__Given request__
Every line from the one containing "Wildlife-tally request: point out every instance of the road" to the final line of the material below must be reproduced exactly; leave out all other lines.

__Excerpts from point annotation data__
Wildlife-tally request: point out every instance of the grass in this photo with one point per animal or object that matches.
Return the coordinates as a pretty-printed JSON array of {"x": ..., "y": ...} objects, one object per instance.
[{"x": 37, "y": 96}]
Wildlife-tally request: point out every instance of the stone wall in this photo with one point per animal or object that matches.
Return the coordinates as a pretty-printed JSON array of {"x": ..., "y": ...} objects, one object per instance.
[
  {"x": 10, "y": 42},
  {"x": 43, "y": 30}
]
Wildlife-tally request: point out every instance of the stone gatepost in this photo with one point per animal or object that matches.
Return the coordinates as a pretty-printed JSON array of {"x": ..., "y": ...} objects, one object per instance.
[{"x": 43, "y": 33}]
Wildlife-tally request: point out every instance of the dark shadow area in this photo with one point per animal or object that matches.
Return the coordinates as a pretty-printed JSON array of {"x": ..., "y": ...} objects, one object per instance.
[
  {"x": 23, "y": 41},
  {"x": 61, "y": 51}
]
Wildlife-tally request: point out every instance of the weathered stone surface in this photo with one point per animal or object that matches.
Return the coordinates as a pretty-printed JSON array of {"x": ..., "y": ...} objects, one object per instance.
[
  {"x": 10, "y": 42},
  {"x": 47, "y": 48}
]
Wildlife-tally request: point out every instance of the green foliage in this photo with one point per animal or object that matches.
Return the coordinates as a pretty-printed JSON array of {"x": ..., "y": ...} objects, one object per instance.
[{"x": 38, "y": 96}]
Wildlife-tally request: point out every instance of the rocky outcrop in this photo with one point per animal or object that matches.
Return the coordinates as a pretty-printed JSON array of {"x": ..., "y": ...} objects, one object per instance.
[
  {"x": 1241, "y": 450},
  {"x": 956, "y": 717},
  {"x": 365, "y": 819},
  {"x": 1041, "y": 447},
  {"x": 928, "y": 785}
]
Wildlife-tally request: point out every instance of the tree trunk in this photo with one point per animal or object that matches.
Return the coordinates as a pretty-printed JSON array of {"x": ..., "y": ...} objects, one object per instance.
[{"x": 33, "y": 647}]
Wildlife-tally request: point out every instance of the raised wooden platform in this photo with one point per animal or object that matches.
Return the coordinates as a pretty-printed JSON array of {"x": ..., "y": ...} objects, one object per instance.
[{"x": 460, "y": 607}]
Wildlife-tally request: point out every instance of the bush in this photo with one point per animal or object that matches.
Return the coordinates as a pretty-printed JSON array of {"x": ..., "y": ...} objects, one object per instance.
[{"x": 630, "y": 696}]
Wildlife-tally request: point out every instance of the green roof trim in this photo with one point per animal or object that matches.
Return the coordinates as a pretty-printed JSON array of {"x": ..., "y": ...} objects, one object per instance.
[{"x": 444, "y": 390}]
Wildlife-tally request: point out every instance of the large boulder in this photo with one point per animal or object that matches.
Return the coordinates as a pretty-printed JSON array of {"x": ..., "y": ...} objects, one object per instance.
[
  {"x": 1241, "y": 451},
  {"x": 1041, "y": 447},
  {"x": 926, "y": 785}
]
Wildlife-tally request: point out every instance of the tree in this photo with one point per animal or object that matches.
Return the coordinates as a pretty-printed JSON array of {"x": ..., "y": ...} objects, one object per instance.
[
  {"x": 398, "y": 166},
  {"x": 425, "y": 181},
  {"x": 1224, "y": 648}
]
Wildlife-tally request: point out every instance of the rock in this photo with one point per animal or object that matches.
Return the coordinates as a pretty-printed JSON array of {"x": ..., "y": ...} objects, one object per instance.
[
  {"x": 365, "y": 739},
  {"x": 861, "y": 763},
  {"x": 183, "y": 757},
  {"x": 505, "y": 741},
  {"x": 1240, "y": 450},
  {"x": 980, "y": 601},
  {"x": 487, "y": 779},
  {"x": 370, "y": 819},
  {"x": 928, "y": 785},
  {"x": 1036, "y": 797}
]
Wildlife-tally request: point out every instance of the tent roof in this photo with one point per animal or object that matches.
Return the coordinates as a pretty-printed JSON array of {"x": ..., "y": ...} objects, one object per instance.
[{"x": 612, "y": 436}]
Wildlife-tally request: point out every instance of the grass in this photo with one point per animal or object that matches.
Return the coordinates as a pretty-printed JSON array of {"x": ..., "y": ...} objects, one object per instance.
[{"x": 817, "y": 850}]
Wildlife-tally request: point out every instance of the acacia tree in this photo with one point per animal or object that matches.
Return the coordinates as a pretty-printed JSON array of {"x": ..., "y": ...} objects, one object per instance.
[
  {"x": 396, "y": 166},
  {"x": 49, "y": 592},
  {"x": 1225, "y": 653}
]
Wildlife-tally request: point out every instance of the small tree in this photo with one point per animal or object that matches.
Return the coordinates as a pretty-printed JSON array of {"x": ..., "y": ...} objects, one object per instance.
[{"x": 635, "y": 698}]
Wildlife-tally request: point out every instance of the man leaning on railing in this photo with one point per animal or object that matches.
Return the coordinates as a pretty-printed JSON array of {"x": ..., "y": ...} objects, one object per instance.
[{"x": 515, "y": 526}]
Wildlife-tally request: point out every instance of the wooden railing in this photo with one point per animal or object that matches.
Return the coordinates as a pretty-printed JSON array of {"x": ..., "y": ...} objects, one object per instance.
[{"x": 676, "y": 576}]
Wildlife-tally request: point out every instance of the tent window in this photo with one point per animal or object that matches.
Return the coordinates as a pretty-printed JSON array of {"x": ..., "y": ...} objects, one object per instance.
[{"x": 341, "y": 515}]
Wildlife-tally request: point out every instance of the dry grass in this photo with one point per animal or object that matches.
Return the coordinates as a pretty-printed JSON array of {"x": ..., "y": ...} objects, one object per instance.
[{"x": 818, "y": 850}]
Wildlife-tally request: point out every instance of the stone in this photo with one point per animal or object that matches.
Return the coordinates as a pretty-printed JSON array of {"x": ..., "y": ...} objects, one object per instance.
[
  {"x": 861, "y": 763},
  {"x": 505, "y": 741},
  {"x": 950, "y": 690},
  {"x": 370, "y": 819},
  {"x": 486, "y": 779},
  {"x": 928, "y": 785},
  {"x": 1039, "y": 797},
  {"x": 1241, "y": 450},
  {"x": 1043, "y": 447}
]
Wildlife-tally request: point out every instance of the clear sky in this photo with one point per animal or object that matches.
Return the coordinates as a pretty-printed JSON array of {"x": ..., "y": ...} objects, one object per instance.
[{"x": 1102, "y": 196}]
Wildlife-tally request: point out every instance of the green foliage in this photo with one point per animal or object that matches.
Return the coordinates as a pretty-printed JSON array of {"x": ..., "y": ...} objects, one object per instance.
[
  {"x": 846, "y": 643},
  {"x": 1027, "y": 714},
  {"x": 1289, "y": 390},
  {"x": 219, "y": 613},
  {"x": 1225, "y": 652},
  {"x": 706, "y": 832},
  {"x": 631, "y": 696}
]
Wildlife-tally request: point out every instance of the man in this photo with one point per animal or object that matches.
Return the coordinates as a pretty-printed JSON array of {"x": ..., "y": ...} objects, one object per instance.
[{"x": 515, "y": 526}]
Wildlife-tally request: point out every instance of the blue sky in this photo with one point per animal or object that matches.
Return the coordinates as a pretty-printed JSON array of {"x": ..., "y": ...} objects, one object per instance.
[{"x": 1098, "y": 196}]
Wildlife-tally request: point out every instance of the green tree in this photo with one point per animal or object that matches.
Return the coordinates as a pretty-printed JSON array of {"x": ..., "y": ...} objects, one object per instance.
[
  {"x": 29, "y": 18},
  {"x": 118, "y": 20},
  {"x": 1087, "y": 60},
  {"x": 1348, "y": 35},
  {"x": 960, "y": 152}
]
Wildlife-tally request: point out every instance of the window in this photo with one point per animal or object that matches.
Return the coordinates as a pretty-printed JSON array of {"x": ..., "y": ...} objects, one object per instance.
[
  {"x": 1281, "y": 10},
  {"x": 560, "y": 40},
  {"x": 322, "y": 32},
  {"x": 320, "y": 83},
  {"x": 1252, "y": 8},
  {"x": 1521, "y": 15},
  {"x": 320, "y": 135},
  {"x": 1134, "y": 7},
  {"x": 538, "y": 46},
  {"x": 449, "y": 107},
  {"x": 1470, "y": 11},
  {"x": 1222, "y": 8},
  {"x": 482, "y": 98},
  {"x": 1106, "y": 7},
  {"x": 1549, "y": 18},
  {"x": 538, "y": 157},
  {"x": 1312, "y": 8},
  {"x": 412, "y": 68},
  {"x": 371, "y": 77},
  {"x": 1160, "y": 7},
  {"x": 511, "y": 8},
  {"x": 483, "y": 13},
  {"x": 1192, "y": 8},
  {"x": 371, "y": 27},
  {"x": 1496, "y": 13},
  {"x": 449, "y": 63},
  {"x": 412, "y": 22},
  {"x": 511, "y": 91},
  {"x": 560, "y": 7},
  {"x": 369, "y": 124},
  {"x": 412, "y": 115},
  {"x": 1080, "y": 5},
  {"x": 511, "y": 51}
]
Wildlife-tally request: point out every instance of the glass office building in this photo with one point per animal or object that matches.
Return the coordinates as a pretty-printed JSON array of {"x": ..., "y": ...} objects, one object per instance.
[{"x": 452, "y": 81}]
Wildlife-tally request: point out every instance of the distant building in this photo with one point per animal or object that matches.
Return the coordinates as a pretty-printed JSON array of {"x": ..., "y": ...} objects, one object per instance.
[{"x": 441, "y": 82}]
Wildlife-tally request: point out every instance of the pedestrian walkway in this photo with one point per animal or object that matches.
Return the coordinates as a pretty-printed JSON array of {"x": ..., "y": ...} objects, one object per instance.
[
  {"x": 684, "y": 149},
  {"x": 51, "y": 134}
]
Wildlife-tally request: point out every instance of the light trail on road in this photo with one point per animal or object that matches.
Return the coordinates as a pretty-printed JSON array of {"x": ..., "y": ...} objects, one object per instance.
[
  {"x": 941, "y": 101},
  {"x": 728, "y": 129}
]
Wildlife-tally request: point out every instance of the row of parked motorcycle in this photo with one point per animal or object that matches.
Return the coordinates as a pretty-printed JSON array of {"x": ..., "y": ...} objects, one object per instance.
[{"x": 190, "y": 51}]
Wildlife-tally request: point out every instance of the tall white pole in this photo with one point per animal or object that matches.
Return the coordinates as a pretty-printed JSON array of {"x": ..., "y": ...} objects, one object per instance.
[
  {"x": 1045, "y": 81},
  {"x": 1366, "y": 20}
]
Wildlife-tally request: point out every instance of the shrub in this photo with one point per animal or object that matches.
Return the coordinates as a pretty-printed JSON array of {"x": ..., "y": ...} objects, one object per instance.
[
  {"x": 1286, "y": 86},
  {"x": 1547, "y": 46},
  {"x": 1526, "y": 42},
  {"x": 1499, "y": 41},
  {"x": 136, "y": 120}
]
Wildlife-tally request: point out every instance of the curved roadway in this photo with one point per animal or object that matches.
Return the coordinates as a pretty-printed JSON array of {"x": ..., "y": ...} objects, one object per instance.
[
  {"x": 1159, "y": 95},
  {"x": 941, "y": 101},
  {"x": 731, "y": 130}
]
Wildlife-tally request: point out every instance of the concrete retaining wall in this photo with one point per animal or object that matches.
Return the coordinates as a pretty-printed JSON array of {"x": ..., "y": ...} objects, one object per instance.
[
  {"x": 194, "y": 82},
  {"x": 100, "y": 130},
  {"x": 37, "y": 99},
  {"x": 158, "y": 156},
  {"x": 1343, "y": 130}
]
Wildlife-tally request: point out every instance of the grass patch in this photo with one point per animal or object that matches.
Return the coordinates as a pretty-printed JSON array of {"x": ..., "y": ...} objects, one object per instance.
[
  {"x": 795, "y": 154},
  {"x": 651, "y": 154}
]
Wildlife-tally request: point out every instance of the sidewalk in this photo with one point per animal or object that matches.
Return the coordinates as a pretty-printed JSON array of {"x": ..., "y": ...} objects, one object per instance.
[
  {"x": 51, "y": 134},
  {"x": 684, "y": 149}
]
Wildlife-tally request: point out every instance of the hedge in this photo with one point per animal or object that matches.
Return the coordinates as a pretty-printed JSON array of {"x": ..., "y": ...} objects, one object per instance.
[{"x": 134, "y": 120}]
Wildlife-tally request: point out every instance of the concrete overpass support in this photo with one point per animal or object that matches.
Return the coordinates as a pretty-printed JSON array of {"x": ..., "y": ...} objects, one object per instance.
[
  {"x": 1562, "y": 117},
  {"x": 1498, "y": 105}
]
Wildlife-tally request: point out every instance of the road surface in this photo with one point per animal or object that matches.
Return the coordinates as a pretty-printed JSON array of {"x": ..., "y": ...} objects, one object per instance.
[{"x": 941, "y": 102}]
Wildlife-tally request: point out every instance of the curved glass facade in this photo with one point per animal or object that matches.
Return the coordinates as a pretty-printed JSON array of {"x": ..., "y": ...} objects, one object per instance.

__Exercise solution__
Wildlife-tally request: point out every instance of the road surface in this photo with one point per animal or object that matches.
Return the coordinates as a pretty-printed JSON array of {"x": ..., "y": ...} objects, one object per instance.
[{"x": 941, "y": 102}]
Wildlife-tally request: point out every instance of the curved glass facade in this photo with one point per animal or object that matches.
Return the coordinates as a pretty-printed JSON array of {"x": ..., "y": ...} objects, one object per instance.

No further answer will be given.